** Start Supplied material **

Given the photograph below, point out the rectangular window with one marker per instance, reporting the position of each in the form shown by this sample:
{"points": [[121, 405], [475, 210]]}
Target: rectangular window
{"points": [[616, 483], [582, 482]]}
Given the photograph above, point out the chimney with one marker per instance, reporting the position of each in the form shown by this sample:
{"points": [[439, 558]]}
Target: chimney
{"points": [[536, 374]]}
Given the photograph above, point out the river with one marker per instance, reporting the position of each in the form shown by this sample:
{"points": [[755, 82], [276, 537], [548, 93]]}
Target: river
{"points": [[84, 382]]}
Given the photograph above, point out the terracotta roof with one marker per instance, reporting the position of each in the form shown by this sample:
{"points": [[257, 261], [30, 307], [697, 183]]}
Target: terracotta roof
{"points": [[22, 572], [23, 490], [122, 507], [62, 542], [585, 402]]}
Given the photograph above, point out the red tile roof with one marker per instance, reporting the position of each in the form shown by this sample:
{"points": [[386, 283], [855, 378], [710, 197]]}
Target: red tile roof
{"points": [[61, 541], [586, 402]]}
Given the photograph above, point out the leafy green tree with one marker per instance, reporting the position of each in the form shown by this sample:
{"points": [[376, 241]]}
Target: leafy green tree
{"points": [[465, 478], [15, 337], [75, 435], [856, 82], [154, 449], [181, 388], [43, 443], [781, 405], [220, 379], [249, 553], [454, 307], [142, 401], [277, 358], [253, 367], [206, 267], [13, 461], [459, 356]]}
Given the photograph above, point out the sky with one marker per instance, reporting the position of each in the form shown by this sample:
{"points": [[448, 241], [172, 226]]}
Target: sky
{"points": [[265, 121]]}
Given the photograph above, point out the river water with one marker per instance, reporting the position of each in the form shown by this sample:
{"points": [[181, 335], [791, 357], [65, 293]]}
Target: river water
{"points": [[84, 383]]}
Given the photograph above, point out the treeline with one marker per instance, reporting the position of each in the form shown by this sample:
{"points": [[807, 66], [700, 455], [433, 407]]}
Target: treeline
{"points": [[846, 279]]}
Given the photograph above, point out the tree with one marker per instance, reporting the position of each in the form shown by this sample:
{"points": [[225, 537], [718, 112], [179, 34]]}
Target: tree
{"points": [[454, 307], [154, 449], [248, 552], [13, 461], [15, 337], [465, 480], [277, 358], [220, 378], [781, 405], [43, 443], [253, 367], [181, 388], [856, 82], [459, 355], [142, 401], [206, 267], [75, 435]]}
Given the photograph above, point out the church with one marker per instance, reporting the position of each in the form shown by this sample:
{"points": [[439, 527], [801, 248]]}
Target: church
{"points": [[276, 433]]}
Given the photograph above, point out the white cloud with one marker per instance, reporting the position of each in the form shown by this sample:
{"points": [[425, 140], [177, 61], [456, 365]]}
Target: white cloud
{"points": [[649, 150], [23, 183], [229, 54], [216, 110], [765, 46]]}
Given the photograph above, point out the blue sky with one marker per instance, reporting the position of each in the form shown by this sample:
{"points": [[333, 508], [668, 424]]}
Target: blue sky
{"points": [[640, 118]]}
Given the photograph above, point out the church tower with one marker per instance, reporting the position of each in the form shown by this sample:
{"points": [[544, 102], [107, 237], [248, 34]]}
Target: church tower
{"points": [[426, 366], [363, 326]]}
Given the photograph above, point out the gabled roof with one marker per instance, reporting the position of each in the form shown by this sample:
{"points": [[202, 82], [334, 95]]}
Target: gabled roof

** End Supplied material **

■ **What to produce**:
Set down, exactly and in full, the lines from the one containing "Given the photograph above, point out the river water" through the end of the entries; no other line belongs.

■ **Problem solution**:
Given the photograph above, point out the river water with one marker per instance, reporting the position of each in the form shown by this sample:
{"points": [[181, 335], [791, 357], [65, 293]]}
Target: river water
{"points": [[84, 383]]}
Given the photograph above, point out the treeline with one marker per instance, reporting the position of each in the form shown by this sample:
{"points": [[807, 66], [700, 455], [433, 407]]}
Target: treeline
{"points": [[846, 279]]}
Given the photograph above, point out the tree with one marker per instance, reporting the position of each in the form shown by this sample:
{"points": [[225, 537], [718, 112], [179, 34]]}
Target: tree
{"points": [[454, 307], [154, 449], [248, 552], [13, 461], [15, 337], [465, 480], [277, 358], [220, 378], [781, 405], [43, 443], [253, 367], [181, 388], [856, 82], [459, 355], [142, 401], [206, 267], [75, 435]]}
Given the photograph above, point out the church with one marker per instance, reporting the position of each in the form shown by this sample:
{"points": [[439, 527], [801, 248]]}
Target: church
{"points": [[276, 433]]}
Given the photograph above, point out the white cloud with one marker per instance, reporting the position of each in the form shown by this sample:
{"points": [[425, 140], [177, 61], [456, 365]]}
Target: white cloud
{"points": [[649, 150], [23, 183], [229, 54], [216, 110], [765, 46]]}
Given the photograph above, point out the blue sky with one marker per instance, reporting the position of each in the form shown by this sample:
{"points": [[333, 508], [668, 424]]}
Target: blue sky
{"points": [[640, 118]]}
Given the photograph above, point out the church tower with one marker per instance, reporting the position of each in the form shown by this sample:
{"points": [[544, 102], [107, 237], [248, 34]]}
Target: church tower
{"points": [[426, 366], [363, 326]]}
Given the photograph above, point out the gabled roof with one marker per instance, reporting the position of each in the form shown by this sample:
{"points": [[202, 82], [334, 95]]}
Target: gabled roof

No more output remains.